[Dataset rows]

* * * * * * *

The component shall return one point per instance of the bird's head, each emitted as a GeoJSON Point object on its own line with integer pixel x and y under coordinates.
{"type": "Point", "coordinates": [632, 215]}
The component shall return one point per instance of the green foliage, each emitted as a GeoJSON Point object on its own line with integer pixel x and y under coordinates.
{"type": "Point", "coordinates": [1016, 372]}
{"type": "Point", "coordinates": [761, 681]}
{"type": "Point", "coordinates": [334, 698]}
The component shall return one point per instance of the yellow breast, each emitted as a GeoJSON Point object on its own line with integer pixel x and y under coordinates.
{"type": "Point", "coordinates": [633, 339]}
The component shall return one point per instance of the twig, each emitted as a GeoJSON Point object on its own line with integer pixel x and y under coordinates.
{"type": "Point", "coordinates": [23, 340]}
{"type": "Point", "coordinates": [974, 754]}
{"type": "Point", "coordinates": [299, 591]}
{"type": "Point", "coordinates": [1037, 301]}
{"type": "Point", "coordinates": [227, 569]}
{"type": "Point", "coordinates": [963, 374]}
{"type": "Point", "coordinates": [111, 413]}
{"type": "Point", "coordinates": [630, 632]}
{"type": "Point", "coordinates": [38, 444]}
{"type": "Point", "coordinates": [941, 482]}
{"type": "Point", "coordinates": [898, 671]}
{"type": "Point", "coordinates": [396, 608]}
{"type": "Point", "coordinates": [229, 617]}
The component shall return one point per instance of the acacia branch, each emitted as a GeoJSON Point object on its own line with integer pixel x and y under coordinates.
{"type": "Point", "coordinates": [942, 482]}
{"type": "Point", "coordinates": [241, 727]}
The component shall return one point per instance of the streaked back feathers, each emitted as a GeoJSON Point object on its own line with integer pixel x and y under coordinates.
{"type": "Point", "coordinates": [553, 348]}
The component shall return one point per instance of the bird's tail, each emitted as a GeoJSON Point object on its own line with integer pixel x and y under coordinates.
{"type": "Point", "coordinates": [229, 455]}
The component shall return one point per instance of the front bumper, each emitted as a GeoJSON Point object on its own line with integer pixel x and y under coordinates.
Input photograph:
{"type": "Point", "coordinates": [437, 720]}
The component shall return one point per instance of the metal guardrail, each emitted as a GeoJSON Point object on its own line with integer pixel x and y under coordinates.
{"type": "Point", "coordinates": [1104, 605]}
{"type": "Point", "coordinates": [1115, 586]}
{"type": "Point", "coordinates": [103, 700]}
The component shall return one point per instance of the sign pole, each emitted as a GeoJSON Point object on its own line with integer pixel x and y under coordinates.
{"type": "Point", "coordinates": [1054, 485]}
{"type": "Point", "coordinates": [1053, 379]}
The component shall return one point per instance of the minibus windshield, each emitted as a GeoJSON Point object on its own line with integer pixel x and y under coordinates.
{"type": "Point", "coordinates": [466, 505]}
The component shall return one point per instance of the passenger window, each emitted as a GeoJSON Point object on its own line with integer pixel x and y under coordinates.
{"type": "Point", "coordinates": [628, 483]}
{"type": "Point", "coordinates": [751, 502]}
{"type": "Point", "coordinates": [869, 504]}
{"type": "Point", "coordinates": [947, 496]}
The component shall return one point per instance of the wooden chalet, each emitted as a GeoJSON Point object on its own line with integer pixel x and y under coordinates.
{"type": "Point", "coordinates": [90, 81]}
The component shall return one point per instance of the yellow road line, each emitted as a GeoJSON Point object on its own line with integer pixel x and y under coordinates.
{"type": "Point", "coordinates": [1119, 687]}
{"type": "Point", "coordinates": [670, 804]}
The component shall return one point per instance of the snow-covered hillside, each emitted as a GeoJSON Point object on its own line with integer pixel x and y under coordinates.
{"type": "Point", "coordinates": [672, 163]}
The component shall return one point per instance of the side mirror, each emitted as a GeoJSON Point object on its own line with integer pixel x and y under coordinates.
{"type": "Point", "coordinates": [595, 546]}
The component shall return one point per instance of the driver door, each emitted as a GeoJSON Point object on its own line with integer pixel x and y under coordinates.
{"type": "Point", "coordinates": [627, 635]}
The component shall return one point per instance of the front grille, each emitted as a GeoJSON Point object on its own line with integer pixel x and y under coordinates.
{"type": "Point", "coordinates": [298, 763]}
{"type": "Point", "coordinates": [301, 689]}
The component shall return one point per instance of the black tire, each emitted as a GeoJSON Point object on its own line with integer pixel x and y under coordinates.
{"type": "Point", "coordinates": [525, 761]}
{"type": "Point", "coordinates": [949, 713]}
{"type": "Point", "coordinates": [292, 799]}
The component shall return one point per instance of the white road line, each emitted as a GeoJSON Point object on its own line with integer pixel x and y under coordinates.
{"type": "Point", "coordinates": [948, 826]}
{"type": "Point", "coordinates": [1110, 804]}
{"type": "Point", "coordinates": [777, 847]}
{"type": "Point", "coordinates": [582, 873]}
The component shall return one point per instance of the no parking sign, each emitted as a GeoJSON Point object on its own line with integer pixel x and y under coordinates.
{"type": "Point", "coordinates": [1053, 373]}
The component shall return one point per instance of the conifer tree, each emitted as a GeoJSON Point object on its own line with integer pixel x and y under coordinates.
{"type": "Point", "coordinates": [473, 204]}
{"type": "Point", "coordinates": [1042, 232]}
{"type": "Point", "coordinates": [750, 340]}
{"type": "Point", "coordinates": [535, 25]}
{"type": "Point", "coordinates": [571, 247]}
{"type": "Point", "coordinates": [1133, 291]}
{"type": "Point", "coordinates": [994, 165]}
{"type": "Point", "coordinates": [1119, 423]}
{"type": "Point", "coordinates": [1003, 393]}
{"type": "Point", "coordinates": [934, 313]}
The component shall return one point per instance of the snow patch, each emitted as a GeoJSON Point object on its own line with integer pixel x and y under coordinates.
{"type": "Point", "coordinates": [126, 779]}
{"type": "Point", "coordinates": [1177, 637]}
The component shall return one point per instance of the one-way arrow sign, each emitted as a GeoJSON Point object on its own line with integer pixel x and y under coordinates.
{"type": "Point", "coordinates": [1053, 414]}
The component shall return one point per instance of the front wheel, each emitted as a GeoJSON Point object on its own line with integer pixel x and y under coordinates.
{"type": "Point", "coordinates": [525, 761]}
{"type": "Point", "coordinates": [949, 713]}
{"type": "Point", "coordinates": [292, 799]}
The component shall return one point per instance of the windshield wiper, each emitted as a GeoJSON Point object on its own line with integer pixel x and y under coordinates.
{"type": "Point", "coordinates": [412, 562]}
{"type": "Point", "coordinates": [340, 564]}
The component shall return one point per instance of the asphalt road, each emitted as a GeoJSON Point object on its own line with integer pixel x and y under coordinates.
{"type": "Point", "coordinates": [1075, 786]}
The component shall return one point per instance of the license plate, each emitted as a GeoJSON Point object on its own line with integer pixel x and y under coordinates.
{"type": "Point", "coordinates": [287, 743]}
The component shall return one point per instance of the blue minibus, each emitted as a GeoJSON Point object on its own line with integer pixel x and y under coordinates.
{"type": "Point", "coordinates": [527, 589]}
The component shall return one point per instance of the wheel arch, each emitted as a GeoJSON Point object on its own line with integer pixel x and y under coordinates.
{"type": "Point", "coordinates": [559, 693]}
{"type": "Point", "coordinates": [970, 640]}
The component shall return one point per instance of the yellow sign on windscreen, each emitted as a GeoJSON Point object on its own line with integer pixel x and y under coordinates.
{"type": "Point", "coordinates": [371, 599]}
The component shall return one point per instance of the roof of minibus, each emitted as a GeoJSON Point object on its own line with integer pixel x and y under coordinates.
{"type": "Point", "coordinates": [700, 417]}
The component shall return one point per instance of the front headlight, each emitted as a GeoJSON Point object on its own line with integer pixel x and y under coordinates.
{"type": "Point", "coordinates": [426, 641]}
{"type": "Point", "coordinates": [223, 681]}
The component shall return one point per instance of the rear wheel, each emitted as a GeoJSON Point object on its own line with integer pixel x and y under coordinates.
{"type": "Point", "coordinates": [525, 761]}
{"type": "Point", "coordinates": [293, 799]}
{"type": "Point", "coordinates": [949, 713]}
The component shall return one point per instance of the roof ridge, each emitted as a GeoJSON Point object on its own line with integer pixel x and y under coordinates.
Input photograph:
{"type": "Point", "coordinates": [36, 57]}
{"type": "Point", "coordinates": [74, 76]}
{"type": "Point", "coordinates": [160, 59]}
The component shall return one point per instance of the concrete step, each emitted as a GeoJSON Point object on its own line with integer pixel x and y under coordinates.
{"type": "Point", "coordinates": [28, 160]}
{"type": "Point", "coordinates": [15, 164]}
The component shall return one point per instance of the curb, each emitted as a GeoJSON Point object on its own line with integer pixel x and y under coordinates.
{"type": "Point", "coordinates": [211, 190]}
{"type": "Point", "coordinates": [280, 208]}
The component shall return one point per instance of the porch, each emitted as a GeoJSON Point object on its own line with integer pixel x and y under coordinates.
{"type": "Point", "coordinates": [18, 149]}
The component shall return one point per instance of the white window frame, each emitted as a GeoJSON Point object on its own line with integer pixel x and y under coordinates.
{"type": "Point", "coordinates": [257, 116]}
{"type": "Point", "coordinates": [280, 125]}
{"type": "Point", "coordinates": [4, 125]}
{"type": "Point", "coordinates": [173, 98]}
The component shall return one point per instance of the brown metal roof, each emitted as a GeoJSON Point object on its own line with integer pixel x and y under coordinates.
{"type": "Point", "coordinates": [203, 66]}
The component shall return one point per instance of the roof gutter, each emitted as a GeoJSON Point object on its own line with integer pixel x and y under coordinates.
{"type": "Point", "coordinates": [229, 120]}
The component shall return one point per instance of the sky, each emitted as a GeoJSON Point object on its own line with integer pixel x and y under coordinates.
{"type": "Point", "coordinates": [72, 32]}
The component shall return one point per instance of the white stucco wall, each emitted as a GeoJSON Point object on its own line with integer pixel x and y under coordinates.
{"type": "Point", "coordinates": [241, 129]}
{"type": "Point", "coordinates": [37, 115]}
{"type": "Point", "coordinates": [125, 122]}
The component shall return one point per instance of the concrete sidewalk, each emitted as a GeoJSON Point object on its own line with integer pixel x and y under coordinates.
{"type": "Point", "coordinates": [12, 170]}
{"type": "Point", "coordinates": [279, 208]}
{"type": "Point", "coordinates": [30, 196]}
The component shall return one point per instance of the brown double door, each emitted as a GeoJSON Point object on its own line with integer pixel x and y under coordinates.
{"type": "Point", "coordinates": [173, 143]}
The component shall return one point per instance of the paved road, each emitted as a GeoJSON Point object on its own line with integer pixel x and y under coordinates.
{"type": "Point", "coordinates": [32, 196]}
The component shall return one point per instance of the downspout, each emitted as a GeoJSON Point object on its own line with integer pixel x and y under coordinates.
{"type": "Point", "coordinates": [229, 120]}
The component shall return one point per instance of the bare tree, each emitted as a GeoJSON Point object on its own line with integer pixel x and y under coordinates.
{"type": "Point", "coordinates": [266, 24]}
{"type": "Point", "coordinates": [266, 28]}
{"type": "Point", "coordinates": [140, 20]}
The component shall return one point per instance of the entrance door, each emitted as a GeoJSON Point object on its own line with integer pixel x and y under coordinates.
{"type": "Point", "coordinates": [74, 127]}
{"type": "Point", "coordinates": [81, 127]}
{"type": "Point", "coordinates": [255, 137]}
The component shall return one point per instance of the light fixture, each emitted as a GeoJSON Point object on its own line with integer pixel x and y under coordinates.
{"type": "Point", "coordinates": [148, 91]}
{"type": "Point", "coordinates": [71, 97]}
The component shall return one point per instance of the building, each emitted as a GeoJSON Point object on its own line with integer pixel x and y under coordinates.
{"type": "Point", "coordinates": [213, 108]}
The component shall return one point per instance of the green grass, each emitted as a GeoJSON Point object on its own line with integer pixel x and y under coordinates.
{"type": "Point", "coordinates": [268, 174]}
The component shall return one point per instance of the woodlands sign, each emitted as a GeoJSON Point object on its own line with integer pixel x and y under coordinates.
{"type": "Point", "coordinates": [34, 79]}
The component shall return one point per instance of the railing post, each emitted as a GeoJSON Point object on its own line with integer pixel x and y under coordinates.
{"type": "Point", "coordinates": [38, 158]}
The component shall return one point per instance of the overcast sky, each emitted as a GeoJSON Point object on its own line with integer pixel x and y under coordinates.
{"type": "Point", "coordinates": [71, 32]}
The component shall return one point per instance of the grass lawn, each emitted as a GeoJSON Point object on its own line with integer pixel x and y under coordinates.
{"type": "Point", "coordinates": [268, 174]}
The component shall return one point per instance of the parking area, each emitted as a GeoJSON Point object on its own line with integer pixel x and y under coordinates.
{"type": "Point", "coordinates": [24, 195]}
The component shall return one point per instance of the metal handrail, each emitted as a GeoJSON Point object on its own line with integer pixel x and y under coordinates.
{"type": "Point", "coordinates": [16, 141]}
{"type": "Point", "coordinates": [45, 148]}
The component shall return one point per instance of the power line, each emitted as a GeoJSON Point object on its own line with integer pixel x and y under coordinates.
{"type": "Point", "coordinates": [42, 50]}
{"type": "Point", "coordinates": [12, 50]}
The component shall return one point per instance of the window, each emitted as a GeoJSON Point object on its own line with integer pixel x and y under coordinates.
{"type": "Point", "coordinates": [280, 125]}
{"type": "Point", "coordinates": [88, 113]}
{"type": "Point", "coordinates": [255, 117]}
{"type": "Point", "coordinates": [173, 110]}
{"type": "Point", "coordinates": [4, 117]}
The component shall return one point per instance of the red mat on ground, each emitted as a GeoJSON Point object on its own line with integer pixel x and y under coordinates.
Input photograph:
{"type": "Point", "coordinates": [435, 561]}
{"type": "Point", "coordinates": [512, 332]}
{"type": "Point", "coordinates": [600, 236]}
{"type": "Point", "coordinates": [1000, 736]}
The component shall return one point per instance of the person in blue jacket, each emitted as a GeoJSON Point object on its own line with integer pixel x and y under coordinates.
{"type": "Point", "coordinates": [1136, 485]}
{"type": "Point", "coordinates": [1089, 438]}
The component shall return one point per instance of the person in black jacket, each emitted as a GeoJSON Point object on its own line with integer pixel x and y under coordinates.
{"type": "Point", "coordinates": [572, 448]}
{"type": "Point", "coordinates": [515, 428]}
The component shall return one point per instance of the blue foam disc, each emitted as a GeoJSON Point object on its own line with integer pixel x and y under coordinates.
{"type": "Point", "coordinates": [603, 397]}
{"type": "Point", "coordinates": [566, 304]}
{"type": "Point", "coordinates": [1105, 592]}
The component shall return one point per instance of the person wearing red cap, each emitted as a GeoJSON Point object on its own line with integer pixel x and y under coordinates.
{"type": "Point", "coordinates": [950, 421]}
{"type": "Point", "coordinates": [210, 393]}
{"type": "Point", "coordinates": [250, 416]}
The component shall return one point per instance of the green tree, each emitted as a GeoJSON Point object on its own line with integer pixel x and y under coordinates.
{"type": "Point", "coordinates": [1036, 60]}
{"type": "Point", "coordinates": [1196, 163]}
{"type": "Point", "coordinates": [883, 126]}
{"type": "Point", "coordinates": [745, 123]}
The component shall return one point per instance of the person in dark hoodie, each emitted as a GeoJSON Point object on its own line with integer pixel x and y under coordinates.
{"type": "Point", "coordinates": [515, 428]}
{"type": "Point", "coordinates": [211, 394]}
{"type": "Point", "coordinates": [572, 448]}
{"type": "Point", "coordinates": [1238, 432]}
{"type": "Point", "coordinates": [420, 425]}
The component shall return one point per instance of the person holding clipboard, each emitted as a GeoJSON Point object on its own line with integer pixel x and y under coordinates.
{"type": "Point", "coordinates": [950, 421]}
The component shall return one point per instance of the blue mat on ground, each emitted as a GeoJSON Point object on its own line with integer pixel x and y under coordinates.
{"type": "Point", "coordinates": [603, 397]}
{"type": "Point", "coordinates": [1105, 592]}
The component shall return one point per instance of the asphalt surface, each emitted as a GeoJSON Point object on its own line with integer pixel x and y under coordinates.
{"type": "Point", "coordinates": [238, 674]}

* * * * * * *

> [REQUIREMENT]: Lay out everything from the line containing "the person holding" down to the last of the rows as a numbered list, with blank lines omitted.

> [OUTPUT]:
1. The component shall return one point per instance of the person holding clipboard, each emitted as a GeoJSON Point object on its own line with integer pixel x and y under coordinates.
2. {"type": "Point", "coordinates": [950, 421]}
3. The component shall return one point per instance of the blue mat on ground, each emitted as a GeoJSON Point object on its own line with integer pixel x and y under coordinates.
4. {"type": "Point", "coordinates": [603, 397]}
5. {"type": "Point", "coordinates": [1105, 592]}
6. The component shall return one point per instance of the asphalt surface, each emitted as a GeoJSON Point object on its own line with integer pixel x and y under coordinates.
7. {"type": "Point", "coordinates": [238, 674]}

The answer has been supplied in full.